- Opening Delimiter -
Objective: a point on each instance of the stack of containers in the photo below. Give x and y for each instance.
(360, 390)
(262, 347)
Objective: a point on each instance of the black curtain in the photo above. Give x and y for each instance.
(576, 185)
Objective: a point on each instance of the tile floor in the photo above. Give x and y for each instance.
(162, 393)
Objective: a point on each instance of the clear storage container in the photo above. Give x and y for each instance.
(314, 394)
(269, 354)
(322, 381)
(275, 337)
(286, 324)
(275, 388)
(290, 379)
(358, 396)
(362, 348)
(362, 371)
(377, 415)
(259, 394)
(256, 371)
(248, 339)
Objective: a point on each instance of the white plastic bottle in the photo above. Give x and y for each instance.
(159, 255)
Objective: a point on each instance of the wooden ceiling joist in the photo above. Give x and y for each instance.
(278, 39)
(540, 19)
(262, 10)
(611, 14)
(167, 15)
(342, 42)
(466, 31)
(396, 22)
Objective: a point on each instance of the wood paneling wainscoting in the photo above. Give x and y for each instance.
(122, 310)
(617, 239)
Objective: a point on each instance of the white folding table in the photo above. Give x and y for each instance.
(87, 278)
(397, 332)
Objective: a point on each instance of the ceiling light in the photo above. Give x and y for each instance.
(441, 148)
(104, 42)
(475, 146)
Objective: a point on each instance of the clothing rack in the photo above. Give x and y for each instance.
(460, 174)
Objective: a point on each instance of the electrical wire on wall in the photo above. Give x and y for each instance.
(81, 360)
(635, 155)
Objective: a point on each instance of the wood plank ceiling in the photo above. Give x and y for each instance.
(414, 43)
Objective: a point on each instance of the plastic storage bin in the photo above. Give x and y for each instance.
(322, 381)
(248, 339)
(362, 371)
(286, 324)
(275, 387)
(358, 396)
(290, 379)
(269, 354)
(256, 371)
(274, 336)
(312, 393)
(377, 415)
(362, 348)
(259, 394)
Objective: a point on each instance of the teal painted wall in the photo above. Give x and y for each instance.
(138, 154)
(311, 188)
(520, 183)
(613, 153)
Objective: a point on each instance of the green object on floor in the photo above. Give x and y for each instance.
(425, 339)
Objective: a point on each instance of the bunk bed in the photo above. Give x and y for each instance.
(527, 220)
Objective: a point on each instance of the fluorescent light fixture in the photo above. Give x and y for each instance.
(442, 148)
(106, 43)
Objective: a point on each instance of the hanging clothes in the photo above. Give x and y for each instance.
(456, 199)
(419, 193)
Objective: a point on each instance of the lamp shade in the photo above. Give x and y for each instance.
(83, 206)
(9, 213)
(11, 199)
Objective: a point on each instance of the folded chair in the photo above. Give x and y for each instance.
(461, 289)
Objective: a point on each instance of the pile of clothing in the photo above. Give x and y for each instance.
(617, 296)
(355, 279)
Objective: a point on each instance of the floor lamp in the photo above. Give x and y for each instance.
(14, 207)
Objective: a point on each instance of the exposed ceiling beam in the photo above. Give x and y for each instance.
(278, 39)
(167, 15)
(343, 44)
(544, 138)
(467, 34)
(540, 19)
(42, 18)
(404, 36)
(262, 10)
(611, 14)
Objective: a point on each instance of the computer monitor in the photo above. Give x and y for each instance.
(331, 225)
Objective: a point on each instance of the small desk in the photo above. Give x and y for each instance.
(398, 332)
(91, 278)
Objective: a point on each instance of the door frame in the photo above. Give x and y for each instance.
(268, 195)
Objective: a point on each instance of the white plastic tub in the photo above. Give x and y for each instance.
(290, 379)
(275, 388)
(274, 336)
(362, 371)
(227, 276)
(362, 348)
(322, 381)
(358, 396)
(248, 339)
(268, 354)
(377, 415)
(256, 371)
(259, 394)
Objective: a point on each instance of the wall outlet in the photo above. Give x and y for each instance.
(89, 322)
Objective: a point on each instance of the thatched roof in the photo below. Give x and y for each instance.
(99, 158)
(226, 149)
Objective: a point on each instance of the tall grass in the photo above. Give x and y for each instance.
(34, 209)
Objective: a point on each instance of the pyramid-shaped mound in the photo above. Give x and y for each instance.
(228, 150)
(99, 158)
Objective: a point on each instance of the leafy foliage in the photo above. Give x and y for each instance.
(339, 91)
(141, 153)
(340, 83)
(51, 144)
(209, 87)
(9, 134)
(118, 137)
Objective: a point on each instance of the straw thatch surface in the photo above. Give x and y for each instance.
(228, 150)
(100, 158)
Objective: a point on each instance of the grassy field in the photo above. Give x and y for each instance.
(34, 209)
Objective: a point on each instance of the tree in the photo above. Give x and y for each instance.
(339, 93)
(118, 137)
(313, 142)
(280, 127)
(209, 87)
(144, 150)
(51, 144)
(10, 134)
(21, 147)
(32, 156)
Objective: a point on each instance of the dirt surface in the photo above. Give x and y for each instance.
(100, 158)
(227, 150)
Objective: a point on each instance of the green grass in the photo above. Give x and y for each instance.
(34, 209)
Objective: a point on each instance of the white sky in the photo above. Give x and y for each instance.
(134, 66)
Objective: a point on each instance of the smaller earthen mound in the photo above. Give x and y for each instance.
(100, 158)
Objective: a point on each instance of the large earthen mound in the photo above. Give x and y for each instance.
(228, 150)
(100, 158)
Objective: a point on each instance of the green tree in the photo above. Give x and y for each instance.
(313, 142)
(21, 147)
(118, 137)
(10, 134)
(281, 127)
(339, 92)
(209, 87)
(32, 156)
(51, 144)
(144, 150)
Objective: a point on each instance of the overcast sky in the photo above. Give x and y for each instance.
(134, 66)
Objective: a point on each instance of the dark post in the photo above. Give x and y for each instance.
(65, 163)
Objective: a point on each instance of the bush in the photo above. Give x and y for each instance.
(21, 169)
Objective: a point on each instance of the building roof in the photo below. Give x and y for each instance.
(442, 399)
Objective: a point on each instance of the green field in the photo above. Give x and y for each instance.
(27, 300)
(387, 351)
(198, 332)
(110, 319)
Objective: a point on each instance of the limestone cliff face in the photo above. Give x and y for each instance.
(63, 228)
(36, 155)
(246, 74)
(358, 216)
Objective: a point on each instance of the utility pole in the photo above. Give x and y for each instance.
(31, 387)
- Closing Delimiter -
Type out the material again exactly as presented.

Objective: a point on each instance of the stack of containers in the photo below. Give x and y for each instance.
(360, 390)
(262, 347)
Objective: a point on each instance of the black curtain in the photo above. Give x and y for each instance.
(576, 185)
Objective: a point on each instance of the tile floor in the photo above. Give x and y for each instance.
(162, 393)
Objective: a point on each instance of the clear storage container in the photo above. Give x and y for each instance.
(314, 394)
(269, 354)
(322, 381)
(275, 337)
(286, 324)
(275, 388)
(290, 379)
(358, 396)
(362, 348)
(362, 371)
(377, 415)
(259, 394)
(256, 371)
(248, 339)
Objective: a point on each instance of the white plastic bottle in the photo above. Give x and y for each instance.
(159, 255)
Objective: a point on each instance of the wooden ceiling joist in the photo above. Give x and y for each instance.
(278, 39)
(540, 19)
(262, 10)
(611, 14)
(167, 15)
(342, 42)
(466, 31)
(396, 22)
Objective: a point on each instance of the wood paneling wainscoting in the photo above. Give x and y for each instance.
(122, 310)
(617, 239)
Objective: a point on each instance of the white folding table in the photo above. Give x and y for each instance.
(87, 278)
(397, 332)
Objective: a point on each instance of the ceiling light in the photo above. Give x and y for each instance.
(441, 148)
(104, 42)
(475, 146)
Objective: a point on each instance of the clothing rack in the photo above. Give x and y for each instance.
(460, 174)
Objective: a point on each instance of the electrical wire on wall in the photo above. Give x and y for each instance.
(81, 360)
(635, 155)
Objective: a point on each instance of the wood plank ceiling in the photo above. Give x and y for each instance.
(414, 43)
Objective: a point on each instance of the plastic storage bin in the photo above. Give x and y for each instance.
(322, 381)
(248, 339)
(362, 371)
(286, 324)
(275, 387)
(358, 396)
(290, 379)
(269, 354)
(256, 371)
(274, 336)
(312, 393)
(377, 415)
(362, 348)
(259, 394)
Objective: a point on each instance of the teal painted wall in the photo above. Give x and y for each instance.
(138, 154)
(311, 188)
(520, 183)
(613, 153)
Objective: a point on each instance of the green object on floor in the photo above. Give x and y for each instance.
(425, 339)
Objective: a point on each instance of the bunk bed in the photo above. Give x and y for each instance.
(527, 220)
Objective: a point on each instance of the fluorescent light fixture in the photo above. Give x and y for each instance.
(442, 148)
(106, 43)
Objective: a point on each instance of the hanging clothes in the photo above. Give x and y for each instance.
(456, 199)
(419, 193)
Objective: a point on each instance of the lamp shade in the photo above. Give x and y for each instance.
(83, 206)
(9, 213)
(11, 199)
Objective: a point on each instance of the folded chair in the photo above. Give x and y for each instance.
(461, 289)
Objective: a point on each instance of the pile of clothing in the photo above. Give x and y for each instance.
(617, 296)
(355, 279)
Objective: a point on each instance of the floor lamp in the photo above. Give x and y for each instance.
(14, 207)
Objective: a point on each instance of the exposed ceiling beam in the photo above. Give x and y for each instance.
(278, 39)
(167, 15)
(343, 44)
(544, 138)
(467, 34)
(540, 19)
(42, 18)
(404, 36)
(262, 10)
(611, 14)
Objective: a point on each instance of the computer monitor in the photo above. Give x and y for each instance.
(331, 225)
Objective: a point on each instance of the small desk in the photo above. Give x and y for each instance.
(398, 332)
(91, 278)
Objective: a point on each instance of the door frame in the photo above. Give x and y for each instance.
(268, 195)
Objective: a point on each instance of the white plastic tub in the photo above. Give x and y for each instance.
(290, 379)
(275, 388)
(274, 336)
(362, 371)
(227, 276)
(362, 348)
(322, 381)
(358, 396)
(248, 339)
(268, 354)
(377, 415)
(256, 371)
(259, 394)
Objective: a point on each instance of the wall outlet in the photo above. Give x and y for each instance.
(89, 322)
Objective: a point on each instance of the thatched roof in the photo below. Give x and y for each instance.
(99, 158)
(226, 149)
Objective: a point on each instance of the tall grass in the photo above. Give x and y for each instance.
(34, 209)
Objective: a point on each instance of the pyramid-shaped mound in the photo above. Give x and y for each instance.
(228, 150)
(99, 158)
Objective: a point on each instance of the leafy foliage in the photo above. Give x and y for each instance.
(339, 91)
(141, 153)
(340, 83)
(51, 144)
(209, 87)
(9, 134)
(118, 137)
Objective: a point on each instance of the straw thatch surface in the photo above. Give x and y for each instance.
(228, 150)
(100, 158)
Objective: a point on each instance of the grassy field in the photo above. Give x and y for each instance.
(34, 209)
Objective: a point on each instance of the tree in the photo above. Give x and y for each instance.
(339, 93)
(118, 137)
(313, 142)
(280, 127)
(209, 87)
(144, 150)
(51, 144)
(10, 134)
(21, 147)
(32, 156)
Objective: a point on each instance of the dirt surface in the photo above. Give x and y for each instance.
(100, 158)
(227, 150)
Objective: a point on each instance of the green grass in the photo above. Give x and y for each instance.
(34, 209)
Objective: a point on each instance of the white sky in the photo above. Give x and y for each instance.
(134, 66)
Objective: a point on each instance of the smaller earthen mound in the photo above. Give x and y for each instance.
(100, 158)
Objective: a point on each instance of the large earthen mound in the photo above. Give x and y for each instance.
(228, 150)
(100, 158)
Objective: a point on each instance of the green tree in the photo above. Give x and y for each instance.
(313, 142)
(21, 147)
(118, 137)
(10, 134)
(281, 127)
(339, 92)
(209, 87)
(32, 156)
(51, 144)
(144, 150)
Objective: a point on each instance of the overcast sky in the photo above. Give x and y for each instance.
(134, 66)
Objective: a point on each instance of the dark post in the photo above. Give x and y for each instance.
(65, 163)
Objective: a point on each instance of the bush in the photo above. Give x and y for each instance.
(21, 169)
Objective: a point on each instance of the building roof in the photo below. Give x and y for each instance.
(442, 399)
Objective: a point on each instance of the green field in the photo above. Give x and y for each instance.
(27, 300)
(387, 351)
(198, 332)
(110, 319)
Objective: a point on each instance of the limestone cliff face in the photo above. Give x and y for each instance.
(63, 228)
(36, 155)
(246, 74)
(358, 216)
Objective: a point on each instance of the utility pole in the photo above. Give x and y for each instance.
(31, 387)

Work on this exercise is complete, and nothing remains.